* GIVEN REQUEST *
Copy the entries word for word, from the line with "Place a dot on every instance of the shallow" up to and including the last line of the entries.

▽

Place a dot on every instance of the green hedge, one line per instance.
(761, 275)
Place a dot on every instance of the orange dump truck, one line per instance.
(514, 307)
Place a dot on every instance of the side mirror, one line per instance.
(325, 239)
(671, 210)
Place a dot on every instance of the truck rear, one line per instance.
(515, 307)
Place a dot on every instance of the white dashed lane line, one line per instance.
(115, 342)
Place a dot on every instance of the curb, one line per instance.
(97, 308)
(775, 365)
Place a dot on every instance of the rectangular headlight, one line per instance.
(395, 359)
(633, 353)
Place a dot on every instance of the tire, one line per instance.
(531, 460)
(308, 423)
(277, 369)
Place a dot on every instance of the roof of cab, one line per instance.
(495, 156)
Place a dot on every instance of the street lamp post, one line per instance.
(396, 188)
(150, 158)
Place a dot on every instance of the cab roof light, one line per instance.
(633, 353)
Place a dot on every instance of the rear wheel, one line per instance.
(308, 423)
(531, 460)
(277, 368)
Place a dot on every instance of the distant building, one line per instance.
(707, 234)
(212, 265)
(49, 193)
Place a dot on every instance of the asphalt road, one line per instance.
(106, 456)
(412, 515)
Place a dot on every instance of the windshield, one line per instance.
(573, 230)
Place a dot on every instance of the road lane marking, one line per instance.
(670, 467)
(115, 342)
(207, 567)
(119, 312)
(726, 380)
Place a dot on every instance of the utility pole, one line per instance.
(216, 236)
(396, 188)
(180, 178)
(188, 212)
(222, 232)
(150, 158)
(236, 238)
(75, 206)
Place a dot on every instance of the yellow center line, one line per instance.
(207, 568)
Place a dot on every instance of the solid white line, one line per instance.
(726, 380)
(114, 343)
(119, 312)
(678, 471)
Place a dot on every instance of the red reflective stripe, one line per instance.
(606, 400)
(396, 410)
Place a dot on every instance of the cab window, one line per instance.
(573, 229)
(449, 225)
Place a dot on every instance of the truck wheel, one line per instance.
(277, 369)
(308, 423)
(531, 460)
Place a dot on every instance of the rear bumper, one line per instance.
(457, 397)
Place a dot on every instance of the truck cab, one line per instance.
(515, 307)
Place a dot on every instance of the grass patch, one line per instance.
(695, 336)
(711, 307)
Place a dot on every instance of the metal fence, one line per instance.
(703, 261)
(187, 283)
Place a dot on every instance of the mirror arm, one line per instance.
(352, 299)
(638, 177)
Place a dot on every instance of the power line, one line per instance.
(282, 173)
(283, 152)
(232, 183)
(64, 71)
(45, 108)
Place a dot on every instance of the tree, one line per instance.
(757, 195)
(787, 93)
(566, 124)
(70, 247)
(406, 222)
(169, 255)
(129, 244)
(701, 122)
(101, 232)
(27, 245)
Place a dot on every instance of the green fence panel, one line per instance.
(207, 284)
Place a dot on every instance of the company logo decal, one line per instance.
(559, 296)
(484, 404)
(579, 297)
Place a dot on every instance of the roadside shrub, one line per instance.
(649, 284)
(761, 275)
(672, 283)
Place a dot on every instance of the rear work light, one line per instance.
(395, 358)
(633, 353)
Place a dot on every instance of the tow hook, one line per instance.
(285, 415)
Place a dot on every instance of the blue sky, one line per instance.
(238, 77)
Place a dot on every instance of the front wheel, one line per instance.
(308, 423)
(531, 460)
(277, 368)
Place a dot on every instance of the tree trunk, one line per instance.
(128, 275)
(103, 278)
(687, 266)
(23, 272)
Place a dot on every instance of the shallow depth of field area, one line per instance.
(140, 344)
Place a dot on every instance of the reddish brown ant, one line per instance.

△

* WRITTEN SOLUTION *
Place a dot on every instance of the shallow depth of field area, one line per instance.
(140, 344)
Place a dot on every instance of the reddish brown ant, one line per instance.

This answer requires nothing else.